TUGAS 1
Menurut teks tentang sound horeg, fatwa nomor berapa dan tahun berapa yang dikeluarkan MUI Provinsi Jawa Timur?

Fenomena ini menimbulkan perdebatan di tengah masyarakat. Sebagian menyambutnya sebagai hiburan murah meriah, namun tak sedikit pula yang menyoroti dampaknya terhadap ketertiban umum dan nilai sosial di lingkungan sekitar.

Sebelumnya, Majelis Ulama Indonesia (MUI) Provinsi Jawa Timur resmi mengeluarkan Fatwa Nomor 1 Tahun 2025 tentang Penggunaan Sound Horeg. Fatwa ini diterbitkan sebagai respons atas maraknya praktik sound horeg yang belakangan memicu kontroversi hingga keluhan warga di sejumlah daerah. 

Dalam pertimbangannya, MUI Jatim menegaskan bahwa kemajuan teknologi audio digital sejatinya hal yang positif selama digunakan untuk kepentingan yang bermanfaat dan sesuai syariah.

“Setiap individu memiliki hak berekspresi selama tidak mengganggu hak asasi orang lain,” bunyi salah satu poin dalam fatwa tersebut.

Namun demikian, penggunaan sound horeg yang melebihi ambang batas wajar, menimbulkan kebisingan ekstrem, hingga mengganggu kenyamanan, kesehatan, atau bahkan merusak fasilitas umum, dinyatakan haram. 

Hal ini juga berlaku jika di dalam kegiatan sound horeg terdapat unsur kemaksiatan seperti joget campur laki-laki dan perempuan, membuka aurat, atau hal-hal lain yang bertentangan dengan syariat Islam.

Komisi Fatwa menegaskan sound horeg tetap diperbolehkan selama diatur dengan baik. Penggunaan diperbolehkan jika volumenya masih dalam batas wajar, tidak merugikan orang lain, serta digunakan dalam kegiatan yang positif seperti pengajian, shalawatan, atau hajatan pernikahan, tanpa unsur maksiat.

Cuplikan dataset anotasi lokasi
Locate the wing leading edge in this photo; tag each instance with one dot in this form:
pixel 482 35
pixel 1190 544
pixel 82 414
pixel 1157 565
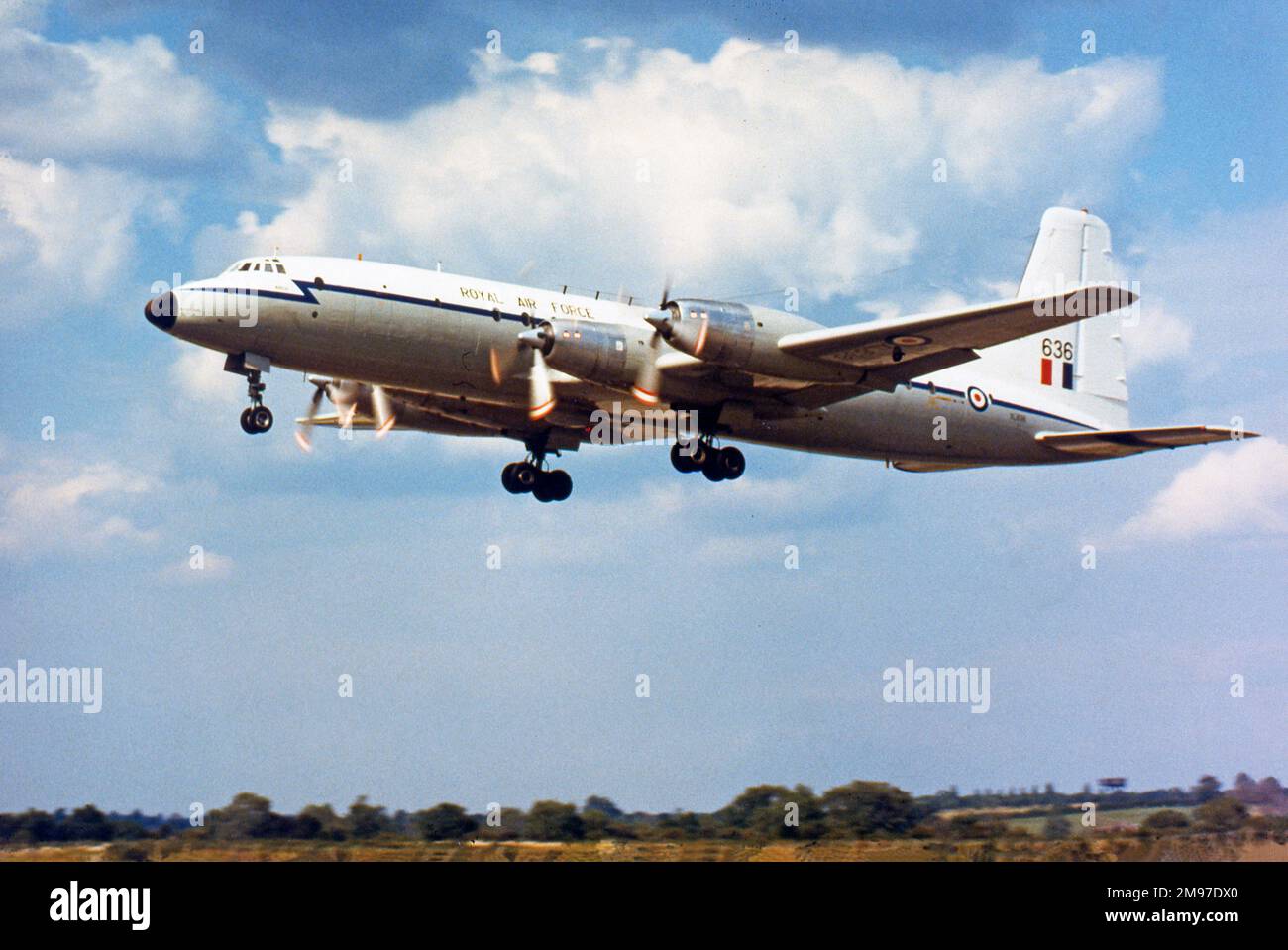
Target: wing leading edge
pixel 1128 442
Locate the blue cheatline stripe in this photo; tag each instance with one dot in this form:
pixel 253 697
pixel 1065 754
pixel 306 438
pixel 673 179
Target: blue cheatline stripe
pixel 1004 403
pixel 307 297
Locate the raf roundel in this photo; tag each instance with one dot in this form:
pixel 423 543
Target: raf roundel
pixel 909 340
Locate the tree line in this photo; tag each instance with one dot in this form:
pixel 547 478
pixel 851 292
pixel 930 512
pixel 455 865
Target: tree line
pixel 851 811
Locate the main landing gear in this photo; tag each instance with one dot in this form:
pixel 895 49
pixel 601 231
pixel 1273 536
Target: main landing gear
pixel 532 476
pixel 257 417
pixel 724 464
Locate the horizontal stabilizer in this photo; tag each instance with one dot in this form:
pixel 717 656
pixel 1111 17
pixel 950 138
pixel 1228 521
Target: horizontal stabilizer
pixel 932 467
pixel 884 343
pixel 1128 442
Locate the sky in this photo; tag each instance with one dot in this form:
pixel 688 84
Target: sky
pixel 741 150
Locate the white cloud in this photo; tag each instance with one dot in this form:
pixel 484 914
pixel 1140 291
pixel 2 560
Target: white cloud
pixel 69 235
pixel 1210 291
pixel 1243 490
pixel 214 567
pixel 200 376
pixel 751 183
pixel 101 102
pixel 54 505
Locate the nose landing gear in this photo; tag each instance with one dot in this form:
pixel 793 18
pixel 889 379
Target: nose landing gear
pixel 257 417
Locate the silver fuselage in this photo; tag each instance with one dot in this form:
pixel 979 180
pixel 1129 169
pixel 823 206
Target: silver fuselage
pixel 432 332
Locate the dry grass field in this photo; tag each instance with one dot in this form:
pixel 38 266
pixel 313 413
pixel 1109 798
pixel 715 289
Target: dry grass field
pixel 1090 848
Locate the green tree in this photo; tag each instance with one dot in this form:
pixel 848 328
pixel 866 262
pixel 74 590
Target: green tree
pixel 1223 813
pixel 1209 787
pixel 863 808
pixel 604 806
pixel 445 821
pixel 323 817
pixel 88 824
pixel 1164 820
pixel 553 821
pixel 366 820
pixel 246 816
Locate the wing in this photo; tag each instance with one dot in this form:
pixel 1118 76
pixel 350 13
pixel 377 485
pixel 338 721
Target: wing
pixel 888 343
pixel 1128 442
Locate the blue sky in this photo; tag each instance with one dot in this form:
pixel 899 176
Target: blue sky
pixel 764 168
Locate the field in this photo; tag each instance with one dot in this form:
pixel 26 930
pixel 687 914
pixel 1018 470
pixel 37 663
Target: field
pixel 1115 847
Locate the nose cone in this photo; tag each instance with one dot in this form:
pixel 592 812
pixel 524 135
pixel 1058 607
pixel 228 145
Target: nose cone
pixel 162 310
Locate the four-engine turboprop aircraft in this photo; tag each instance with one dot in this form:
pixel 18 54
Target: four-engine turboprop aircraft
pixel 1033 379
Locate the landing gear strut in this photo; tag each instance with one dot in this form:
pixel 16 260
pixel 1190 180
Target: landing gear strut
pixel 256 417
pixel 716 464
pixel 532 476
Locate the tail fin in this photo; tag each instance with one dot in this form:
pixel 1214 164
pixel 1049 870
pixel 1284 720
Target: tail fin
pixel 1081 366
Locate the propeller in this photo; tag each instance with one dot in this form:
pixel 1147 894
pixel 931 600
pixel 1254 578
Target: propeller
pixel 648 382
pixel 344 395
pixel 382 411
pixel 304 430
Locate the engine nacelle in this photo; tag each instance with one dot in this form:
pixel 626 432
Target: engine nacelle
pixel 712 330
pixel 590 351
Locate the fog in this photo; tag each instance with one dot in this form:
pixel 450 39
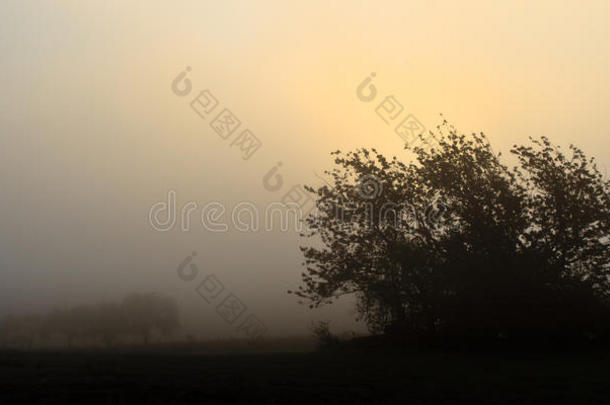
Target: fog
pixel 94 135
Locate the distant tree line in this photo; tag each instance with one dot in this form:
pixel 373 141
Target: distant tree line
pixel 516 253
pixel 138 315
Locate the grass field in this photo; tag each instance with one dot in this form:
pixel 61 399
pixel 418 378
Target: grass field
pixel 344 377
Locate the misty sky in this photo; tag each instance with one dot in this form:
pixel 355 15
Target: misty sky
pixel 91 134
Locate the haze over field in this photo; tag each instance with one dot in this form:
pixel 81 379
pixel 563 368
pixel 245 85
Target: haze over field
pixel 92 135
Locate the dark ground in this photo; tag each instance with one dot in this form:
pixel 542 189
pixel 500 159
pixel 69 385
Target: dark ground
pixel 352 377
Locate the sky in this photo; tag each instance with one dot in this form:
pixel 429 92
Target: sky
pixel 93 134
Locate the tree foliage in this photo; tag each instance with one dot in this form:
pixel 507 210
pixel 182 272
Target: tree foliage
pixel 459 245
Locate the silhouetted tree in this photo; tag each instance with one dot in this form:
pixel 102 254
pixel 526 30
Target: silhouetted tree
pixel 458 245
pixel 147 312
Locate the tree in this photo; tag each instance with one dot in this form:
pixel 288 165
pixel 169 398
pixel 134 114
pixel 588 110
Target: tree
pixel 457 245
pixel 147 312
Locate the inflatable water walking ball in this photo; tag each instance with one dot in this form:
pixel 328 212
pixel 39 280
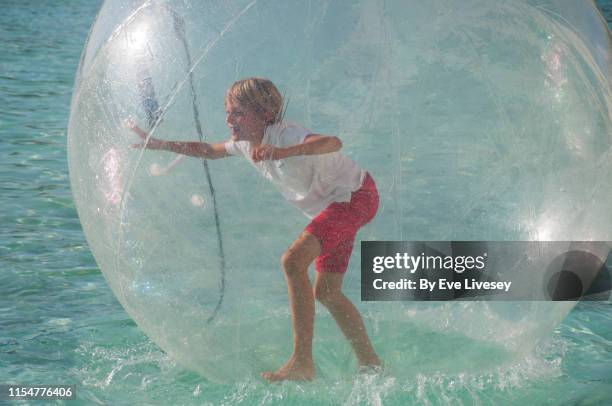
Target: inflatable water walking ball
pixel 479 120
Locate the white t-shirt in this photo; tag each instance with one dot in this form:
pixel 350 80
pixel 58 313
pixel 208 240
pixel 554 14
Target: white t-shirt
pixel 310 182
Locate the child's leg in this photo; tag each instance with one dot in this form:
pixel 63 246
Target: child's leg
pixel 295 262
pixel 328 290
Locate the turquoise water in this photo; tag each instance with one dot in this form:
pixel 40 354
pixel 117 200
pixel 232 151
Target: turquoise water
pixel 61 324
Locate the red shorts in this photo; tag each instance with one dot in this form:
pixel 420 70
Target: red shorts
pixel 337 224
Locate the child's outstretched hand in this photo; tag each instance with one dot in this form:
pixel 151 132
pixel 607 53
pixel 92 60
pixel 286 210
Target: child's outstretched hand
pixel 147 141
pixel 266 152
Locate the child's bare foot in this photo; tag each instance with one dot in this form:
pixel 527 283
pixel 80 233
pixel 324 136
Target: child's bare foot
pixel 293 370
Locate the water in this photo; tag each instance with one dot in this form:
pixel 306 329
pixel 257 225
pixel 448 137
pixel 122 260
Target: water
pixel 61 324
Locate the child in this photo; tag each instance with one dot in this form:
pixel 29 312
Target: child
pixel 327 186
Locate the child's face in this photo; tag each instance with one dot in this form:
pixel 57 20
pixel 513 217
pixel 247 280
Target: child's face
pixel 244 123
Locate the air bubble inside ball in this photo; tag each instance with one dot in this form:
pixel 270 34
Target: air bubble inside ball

TUGAS 2
Kutip persis bagian dari baris data, mulai dari baris yang memuat "Locate the silhouetted" dan berakhir pada baris yang memuat "pixel 327 186". Jangan sertakan gambar dalam jawaban.

JAWABAN LATIHAN 1
Fatwa Nomor 1 Tahun 2025 tentang Penggunaan Sound Horeg.

JAWABAN LATIHAN 2
Locate the silhouetted tree in this photo; tag each instance with one dot in this form:
pixel 102 254
pixel 526 30
Target: silhouetted tree
pixel 458 245
pixel 147 312
Locate the tree in this photo; tag each instance with one dot in this form:
pixel 288 165
pixel 169 398
pixel 134 114
pixel 588 110
Target: tree
pixel 457 245
pixel 147 312
Locate the inflatable water walking ball in this photo; tag each instance with one dot in this form:
pixel 328 212
pixel 39 280
Target: inflatable water walking ball
pixel 479 120
Locate the white t-shirt in this photo; tag each instance with one dot in this form:
pixel 350 80
pixel 58 313
pixel 208 240
pixel 554 14
Target: white t-shirt
pixel 310 182
Locate the child's leg in this photo; tag each instance with one dot in this form:
pixel 63 246
Target: child's leg
pixel 295 262
pixel 328 290
Locate the turquoise water in this photo; tag each instance with one dot in this form:
pixel 40 354
pixel 117 200
pixel 232 151
Target: turquoise water
pixel 61 324
Locate the red shorts in this photo; tag each instance with one dot in this form:
pixel 420 70
Target: red shorts
pixel 337 224
Locate the child's outstretched hand in this photo; tag each instance with one dot in this form:
pixel 151 132
pixel 607 53
pixel 92 60
pixel 286 210
Target: child's outstretched hand
pixel 147 141
pixel 266 152
Locate the child's bare foot in this photo; tag each instance with one dot in this form:
pixel 527 283
pixel 80 233
pixel 324 136
Target: child's bare foot
pixel 293 370
Locate the water in this photo; tag each instance with one dot in this form:
pixel 306 329
pixel 257 225
pixel 448 137
pixel 122 260
Target: water
pixel 61 324
Locate the child in this photo; tag each instance with one dot in this form:
pixel 29 312
Target: child
pixel 327 186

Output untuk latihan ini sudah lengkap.